-------- SOURCE TEXT

2014 NASCAR Sprint All-Star Race

Race details
- Date: May 17, 2014
- Location: Charlotte Motor Speedway in Concord, North Carolina
- Course: Permanent racing facility 1.5 mi (2.4 km)
- Distance: Showdown: 40 laps, 60 mi (96.56 km) All-Star Race: 90 laps, 135 mi (217.26 km)
- Avg Speed: Showdown: 117.711 mph (189.437 km/h) All-Star Race: 100.517 mph (161.766 km/h)

Sprint Showdown
- Pole position: Austin Dillon (Richard Childress Racing) 27.747 seconds
- Winner: Clint Bowyer (Michael Waltrip Racing)

Sprint All-Star Race
- Pole position: Carl Edwards 1:50.268
- Showdown transfers: Clint Bowyer (Showdown winner) A. J. Allmendinger (Showdown runner-up) Josh Wise (fan vote)
- Most laps led: Jamie McMurray (31)
- Winner: Jamie McMurray

Television
- Network: Fox Sports 1 & MRN
- Announcers: Mike Joy, Darrell Waltrip and Larry McReynolds (television) Joe Moore and Barney Hall (Booth) Dave Moody (1 & 2) and Jeff Striegle (3 & 4) (turns) (radio)
- Nielsen Ratings: 2.1/4 (final) 1.7/3 (overnight) 3.482 million viewers

= 2014 NASCAR Sprint All-Star Race =

30th iteration of the NASCAR All-Star Race

Satellite photo of Charlotte Motor Speedway from 2005

The 2014 NASCAR Sprint All-Star Race (XXX) was a NASCAR Sprint Cup Series stock car race held on May 17, 2014, at Charlotte Motor Speedway in Concord, North Carolina. Contested over 90 laps, it was the second exhibition race of the 2014 NASCAR Sprint Cup Series.

==Report==

===Race format===
The race was 90 laps long, separated into five segments: four segments of 20 laps and a final segment of 10 laps. A mandatory pit stop was utilized between the final two segments, while pitting between the 20 lap segments was optional. Since the inaugural race in 1985, the format has changed ten times. In 2014, the Sprint Showdown was held on Friday –before the North Carolina Education Lottery 200 Camping World Truck Series race – instead of being before the All-Star Race.

===Entry list===
The All-Star Race was open to race winners from the 2013 Daytona 500 through the 2014 5-hour Energy 400 at Kansas Speedway and previous All-Star race winners from the past ten years were eligible to compete in the All-Star Race. The drivers who finished first and second in the Sprint Showdown, a 40-lap preliminary race, were also eligible to compete in the race, as well as the Sprint fan vote winner provided that the fan vote winner finished on the lead lap and a car still in race-able condition (the latter condition also applied to the Showdown winner and runner-up). The All-Star Race had 22 drivers, 19 of whom were race winners.

----------------
-------- PROVIDED DATA

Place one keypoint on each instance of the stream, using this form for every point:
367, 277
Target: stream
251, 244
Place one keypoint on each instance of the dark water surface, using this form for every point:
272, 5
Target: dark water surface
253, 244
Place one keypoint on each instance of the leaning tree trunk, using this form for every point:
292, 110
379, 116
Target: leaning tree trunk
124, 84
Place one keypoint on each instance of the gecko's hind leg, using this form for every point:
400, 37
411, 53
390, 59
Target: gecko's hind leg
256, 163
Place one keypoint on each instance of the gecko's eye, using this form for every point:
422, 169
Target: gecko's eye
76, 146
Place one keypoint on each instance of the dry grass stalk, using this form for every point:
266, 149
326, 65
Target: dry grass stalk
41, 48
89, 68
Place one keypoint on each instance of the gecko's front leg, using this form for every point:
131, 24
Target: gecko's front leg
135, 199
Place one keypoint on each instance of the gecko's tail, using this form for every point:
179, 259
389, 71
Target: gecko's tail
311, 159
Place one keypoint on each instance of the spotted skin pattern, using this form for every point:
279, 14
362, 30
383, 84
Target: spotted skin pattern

----------------
-------- PROVIDED DATA

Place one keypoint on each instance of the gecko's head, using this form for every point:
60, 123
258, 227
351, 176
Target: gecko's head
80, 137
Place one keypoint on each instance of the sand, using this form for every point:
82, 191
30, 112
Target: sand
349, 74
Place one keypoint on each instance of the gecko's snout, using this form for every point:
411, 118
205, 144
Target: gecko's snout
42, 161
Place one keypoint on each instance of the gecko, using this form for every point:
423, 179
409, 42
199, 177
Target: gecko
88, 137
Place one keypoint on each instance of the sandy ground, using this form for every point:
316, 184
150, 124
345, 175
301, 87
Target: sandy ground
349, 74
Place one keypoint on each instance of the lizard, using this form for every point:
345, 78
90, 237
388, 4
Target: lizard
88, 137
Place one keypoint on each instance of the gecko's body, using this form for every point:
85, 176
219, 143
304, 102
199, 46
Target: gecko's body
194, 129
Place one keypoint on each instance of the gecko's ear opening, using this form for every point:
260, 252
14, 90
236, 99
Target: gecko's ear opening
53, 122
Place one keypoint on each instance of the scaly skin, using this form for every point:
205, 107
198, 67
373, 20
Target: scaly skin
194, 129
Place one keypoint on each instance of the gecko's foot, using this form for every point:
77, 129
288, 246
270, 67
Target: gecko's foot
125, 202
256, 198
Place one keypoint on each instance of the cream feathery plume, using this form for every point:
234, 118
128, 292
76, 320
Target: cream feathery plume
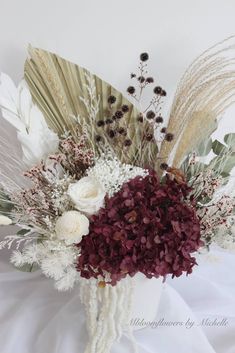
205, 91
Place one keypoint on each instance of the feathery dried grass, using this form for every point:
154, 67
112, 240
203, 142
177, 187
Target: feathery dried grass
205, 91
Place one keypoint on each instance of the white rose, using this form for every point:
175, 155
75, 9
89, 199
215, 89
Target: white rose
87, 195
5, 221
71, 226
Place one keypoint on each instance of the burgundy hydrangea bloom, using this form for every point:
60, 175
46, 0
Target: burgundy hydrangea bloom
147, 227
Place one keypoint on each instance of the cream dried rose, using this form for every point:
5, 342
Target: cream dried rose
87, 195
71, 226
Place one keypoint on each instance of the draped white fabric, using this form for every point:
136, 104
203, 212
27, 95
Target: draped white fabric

----------------
-------- PROVIDED DATA

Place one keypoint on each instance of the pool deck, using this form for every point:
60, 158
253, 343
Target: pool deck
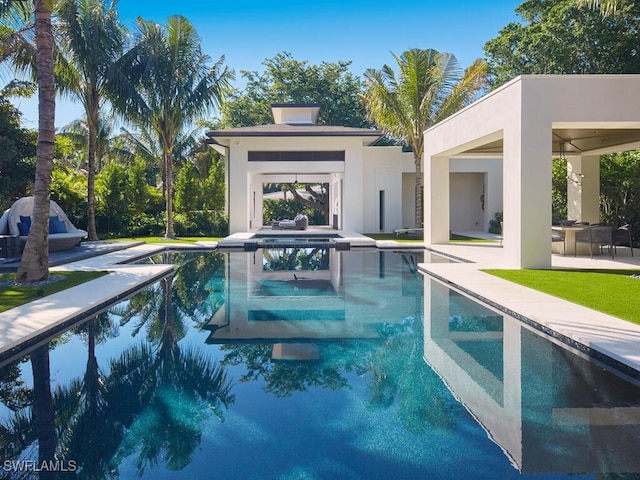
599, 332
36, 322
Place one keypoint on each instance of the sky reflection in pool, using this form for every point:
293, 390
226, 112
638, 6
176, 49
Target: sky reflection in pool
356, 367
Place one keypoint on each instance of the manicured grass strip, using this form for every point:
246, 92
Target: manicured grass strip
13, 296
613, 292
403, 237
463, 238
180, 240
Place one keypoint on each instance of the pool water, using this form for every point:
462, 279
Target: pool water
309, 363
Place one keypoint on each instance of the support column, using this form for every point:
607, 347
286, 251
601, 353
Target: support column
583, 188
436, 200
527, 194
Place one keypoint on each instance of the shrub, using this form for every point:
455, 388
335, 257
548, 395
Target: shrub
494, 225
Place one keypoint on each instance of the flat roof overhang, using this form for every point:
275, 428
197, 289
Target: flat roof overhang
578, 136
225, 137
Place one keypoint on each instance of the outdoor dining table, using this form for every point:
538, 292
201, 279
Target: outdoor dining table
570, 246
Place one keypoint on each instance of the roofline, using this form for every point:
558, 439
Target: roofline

----------------

▶ PROBLEM SET
1. Rewrite the part of the race summary that opens with the words containing "- Winner: Jamie" and closes with "4) (turns) (radio)", changing "Network" to "Broadcaster".
2. Extend the article on the 2014 NASCAR Sprint All-Star Race from its final sentence onward.

▶ REPLIES
1.
- Winner: Jamie McMurray

Television
- Broadcaster: Fox Sports 1 & MRN
- Announcers: Mike Joy, Darrell Waltrip and Larry McReynolds (television) Joe Moore and Barney Hall (Booth) Dave Moody (1 & 2) and Jeff Striegle (3 & 4) (turns) (radio)

2.
The Showdown had 23 drivers of the 30 drivers eligible. Justin Allgaier chose to skip the All-Star weekend and focus on the following week's Coca-Cola 600. Allgaier, 29th in points, said accidents the previous weekends contributed to the team's decision to skip the non-points event. “For us, being a small independent team, obviously, the points races are the main focus,’’ said Allgaier, who was 29th in points. “With crashing a couple of weeks ago at Talladega and crashing last week at Kansas, it puts a toll on a team and this is going to allow us to really hit the reset button. “It’s crazy to think that you crash like that, jump out, walk to the ambulance and go home and wake up the next day and not even feel like you crashed."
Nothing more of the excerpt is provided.